The request:
Print the data verbatim from the line containing "Locate the wooden door" through the line containing "Query: throw pillow", including both of those lines. Omit any pictures from the output.

Items stored from a collection
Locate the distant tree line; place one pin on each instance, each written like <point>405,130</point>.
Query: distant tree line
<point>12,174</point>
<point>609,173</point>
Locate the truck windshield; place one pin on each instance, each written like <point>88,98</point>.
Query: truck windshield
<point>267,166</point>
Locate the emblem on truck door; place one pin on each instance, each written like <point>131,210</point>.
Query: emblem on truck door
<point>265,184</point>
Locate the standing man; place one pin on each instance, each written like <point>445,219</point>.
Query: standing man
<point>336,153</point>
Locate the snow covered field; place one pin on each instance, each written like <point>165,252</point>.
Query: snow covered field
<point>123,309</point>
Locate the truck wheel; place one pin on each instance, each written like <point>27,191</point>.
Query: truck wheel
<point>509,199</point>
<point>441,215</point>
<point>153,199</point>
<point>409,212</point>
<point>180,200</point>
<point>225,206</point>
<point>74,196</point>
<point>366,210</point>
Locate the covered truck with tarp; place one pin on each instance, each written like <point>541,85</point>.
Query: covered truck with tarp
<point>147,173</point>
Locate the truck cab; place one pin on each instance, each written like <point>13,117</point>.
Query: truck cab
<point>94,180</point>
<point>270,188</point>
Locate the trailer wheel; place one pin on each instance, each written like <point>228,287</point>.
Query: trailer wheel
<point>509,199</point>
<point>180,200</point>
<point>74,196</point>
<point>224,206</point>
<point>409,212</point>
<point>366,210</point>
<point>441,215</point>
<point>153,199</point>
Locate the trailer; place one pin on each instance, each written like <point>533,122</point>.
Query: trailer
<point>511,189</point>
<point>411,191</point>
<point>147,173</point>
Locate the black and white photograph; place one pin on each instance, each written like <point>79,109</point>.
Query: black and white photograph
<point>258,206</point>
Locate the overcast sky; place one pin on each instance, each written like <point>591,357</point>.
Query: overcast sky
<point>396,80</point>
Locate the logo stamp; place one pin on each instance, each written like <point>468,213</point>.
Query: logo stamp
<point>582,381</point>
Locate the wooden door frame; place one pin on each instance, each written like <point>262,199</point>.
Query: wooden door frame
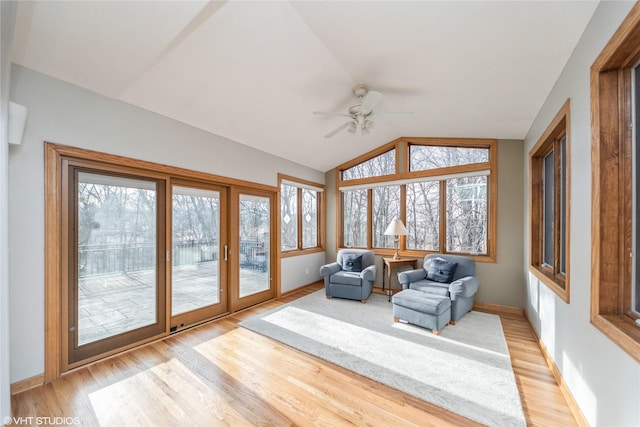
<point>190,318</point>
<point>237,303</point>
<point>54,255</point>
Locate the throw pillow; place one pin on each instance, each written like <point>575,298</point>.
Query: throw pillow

...

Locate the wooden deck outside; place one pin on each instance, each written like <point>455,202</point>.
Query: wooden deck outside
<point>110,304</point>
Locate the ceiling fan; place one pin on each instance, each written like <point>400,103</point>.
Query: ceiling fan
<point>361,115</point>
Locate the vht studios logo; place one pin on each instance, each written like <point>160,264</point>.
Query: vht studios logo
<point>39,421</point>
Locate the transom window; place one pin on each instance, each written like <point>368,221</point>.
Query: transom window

Response to this exercise:
Locate the wooden door frame; place one pin on each instance, each written like <point>262,199</point>.
Query: wooden door frame
<point>190,318</point>
<point>237,303</point>
<point>54,255</point>
Locate the throw pillow; place one pin on each instance, each written like <point>575,298</point>.
Query: throw pillow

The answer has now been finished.